-- BEGIN --

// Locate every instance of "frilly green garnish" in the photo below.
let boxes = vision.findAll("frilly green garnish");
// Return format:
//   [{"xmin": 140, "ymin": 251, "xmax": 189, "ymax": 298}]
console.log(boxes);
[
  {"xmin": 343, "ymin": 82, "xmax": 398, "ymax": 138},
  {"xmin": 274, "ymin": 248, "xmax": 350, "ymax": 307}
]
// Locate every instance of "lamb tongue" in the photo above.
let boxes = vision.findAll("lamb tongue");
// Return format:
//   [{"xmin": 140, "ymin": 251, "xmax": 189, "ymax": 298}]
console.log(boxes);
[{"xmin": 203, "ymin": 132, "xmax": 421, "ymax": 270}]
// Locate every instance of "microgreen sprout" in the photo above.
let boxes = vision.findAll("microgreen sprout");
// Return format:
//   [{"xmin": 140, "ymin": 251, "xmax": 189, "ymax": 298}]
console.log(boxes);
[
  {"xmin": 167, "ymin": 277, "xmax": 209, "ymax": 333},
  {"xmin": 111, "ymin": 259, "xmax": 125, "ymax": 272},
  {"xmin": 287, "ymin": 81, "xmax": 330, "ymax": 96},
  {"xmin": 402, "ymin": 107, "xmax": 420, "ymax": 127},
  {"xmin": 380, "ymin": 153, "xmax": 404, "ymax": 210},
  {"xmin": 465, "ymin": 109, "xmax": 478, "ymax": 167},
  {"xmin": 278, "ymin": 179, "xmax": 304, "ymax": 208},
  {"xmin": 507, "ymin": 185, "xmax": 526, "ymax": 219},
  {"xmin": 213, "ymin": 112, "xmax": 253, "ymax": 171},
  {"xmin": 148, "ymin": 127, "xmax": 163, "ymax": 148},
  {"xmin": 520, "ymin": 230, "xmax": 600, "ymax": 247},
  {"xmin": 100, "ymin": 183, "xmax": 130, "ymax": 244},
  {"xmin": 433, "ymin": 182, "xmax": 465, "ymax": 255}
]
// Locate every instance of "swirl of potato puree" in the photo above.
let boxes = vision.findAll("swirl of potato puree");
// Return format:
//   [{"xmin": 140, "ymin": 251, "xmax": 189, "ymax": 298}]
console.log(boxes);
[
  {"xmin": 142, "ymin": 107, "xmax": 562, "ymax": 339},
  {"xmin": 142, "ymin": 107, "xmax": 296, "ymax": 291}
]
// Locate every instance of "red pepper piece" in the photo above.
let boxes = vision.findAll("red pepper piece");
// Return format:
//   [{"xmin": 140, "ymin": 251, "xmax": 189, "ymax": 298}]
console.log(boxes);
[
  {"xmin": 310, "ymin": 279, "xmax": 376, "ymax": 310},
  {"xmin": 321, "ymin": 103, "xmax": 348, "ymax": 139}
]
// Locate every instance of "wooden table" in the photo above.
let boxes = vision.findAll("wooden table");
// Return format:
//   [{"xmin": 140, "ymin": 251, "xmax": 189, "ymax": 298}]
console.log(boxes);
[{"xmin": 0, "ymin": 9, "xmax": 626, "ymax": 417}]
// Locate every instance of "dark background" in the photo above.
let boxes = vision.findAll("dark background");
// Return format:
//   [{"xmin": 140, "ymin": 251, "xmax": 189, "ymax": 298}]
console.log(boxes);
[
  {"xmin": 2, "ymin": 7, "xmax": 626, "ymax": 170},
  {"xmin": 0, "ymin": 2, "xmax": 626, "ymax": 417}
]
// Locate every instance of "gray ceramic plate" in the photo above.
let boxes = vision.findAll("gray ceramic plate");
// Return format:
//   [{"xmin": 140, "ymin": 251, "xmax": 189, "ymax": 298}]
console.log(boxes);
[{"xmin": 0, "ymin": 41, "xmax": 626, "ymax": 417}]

-- END --

_TASK TO COMPLETE_
Pull out every line in the rows above that contains the word "ceramic".

_CORRECT RESPONSE_
// Locate every instance of "gray ceramic plate" in the photo above.
let boxes = vision.findAll("gray ceramic plate");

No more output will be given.